▸ Task to carry out
In the entries below, find every line with the string "stone" and copy it.

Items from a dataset

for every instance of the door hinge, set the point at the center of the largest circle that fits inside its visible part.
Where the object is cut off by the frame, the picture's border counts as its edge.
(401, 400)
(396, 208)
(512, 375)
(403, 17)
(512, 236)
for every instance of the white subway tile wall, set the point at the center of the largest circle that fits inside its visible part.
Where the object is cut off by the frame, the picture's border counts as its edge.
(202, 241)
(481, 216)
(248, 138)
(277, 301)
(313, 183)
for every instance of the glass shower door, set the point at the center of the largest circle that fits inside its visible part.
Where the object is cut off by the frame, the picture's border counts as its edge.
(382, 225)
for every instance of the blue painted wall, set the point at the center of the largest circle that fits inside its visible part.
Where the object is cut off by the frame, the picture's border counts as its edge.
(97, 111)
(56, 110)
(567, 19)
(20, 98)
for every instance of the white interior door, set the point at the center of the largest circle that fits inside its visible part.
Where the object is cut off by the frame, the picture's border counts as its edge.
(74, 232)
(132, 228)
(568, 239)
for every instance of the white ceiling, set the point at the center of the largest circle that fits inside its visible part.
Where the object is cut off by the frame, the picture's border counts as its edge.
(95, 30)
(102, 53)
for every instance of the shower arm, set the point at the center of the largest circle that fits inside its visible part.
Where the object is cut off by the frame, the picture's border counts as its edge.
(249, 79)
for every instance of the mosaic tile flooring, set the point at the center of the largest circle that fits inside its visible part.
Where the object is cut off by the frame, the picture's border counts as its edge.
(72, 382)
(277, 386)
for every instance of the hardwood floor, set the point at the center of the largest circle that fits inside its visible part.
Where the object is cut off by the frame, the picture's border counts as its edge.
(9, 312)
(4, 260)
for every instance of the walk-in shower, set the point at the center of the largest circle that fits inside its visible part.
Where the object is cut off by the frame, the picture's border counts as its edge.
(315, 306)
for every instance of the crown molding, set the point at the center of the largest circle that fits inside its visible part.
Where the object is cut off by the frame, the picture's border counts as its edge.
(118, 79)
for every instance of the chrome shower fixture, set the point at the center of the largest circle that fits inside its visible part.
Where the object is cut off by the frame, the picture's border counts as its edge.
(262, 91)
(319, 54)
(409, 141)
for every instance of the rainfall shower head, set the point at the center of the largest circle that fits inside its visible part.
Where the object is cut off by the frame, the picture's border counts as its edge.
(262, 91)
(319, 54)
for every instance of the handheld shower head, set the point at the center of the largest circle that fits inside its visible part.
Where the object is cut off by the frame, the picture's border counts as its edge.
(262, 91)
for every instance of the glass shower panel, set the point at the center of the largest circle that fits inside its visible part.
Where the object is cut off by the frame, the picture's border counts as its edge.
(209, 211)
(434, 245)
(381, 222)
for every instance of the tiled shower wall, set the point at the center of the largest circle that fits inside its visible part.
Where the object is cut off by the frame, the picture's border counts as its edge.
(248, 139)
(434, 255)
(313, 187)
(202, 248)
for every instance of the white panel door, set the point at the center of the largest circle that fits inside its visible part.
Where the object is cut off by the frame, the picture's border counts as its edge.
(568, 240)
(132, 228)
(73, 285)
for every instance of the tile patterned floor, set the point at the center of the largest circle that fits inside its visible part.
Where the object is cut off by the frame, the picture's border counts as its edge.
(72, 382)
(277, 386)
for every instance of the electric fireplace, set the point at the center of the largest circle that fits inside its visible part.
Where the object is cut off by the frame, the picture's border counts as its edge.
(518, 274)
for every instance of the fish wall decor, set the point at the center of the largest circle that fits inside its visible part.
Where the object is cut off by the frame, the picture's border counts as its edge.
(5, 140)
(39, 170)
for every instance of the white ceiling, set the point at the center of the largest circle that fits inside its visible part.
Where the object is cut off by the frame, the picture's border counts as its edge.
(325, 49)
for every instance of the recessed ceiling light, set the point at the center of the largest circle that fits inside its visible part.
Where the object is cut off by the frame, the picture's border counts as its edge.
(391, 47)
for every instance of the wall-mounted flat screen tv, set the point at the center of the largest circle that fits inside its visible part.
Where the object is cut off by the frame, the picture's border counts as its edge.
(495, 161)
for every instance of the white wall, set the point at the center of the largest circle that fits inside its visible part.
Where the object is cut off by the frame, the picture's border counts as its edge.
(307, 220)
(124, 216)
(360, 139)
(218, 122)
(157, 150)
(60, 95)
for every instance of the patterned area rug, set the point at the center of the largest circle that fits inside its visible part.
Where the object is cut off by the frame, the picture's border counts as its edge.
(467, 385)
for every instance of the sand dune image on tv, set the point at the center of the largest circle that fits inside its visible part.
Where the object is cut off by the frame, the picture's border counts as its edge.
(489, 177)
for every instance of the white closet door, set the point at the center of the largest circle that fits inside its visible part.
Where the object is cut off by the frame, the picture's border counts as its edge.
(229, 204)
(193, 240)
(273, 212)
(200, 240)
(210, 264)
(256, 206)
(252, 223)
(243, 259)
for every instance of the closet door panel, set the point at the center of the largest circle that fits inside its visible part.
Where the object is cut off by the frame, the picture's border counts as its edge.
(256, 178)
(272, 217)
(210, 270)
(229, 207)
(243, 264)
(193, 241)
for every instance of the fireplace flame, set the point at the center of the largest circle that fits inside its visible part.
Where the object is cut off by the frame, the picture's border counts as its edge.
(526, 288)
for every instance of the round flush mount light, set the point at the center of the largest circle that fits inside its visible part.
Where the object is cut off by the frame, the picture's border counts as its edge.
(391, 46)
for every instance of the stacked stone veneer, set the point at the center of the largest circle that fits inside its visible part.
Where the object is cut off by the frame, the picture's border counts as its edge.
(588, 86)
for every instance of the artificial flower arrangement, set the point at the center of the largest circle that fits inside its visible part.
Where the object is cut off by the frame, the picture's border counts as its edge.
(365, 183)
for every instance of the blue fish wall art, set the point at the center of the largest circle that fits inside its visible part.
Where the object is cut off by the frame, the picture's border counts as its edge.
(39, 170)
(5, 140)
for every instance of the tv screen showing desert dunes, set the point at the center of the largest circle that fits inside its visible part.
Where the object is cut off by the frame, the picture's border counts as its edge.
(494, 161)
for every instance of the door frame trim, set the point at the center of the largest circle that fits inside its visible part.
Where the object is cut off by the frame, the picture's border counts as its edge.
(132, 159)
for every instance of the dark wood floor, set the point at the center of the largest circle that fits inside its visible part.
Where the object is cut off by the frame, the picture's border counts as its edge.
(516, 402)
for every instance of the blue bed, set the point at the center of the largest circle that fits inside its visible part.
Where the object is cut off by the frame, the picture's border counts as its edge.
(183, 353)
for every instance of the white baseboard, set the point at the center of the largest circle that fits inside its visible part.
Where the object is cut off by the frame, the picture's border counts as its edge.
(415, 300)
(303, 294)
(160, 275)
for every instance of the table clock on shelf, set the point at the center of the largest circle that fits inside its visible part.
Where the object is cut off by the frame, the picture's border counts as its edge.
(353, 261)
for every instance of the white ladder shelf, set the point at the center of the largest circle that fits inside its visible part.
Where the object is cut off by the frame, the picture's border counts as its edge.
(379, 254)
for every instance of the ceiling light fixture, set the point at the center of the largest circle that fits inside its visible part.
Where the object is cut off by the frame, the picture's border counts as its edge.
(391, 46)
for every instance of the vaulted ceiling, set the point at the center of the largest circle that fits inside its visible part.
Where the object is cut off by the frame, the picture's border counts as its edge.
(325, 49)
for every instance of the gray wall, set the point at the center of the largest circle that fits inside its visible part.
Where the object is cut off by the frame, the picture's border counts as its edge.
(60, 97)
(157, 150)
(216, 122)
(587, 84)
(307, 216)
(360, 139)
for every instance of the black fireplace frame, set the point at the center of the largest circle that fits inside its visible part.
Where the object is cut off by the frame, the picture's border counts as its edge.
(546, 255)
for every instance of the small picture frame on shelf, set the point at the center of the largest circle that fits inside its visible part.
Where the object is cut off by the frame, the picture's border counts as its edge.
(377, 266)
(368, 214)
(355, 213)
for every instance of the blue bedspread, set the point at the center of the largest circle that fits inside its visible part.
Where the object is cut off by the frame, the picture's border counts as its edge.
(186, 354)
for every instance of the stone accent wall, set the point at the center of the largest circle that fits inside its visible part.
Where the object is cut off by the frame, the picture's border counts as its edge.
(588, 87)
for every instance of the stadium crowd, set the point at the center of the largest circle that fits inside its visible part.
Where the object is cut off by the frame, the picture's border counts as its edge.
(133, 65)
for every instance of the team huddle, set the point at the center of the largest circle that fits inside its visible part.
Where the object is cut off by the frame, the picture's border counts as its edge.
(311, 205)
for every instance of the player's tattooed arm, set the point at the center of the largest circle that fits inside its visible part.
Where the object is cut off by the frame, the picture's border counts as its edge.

▸ Answer section
for every instance of the stacked stone veneer, set the point at the center of the largest circle that fits inside its visible part.
for every instance of the stone accent wall, set the point at the center of the largest circle that fits inside its visible part.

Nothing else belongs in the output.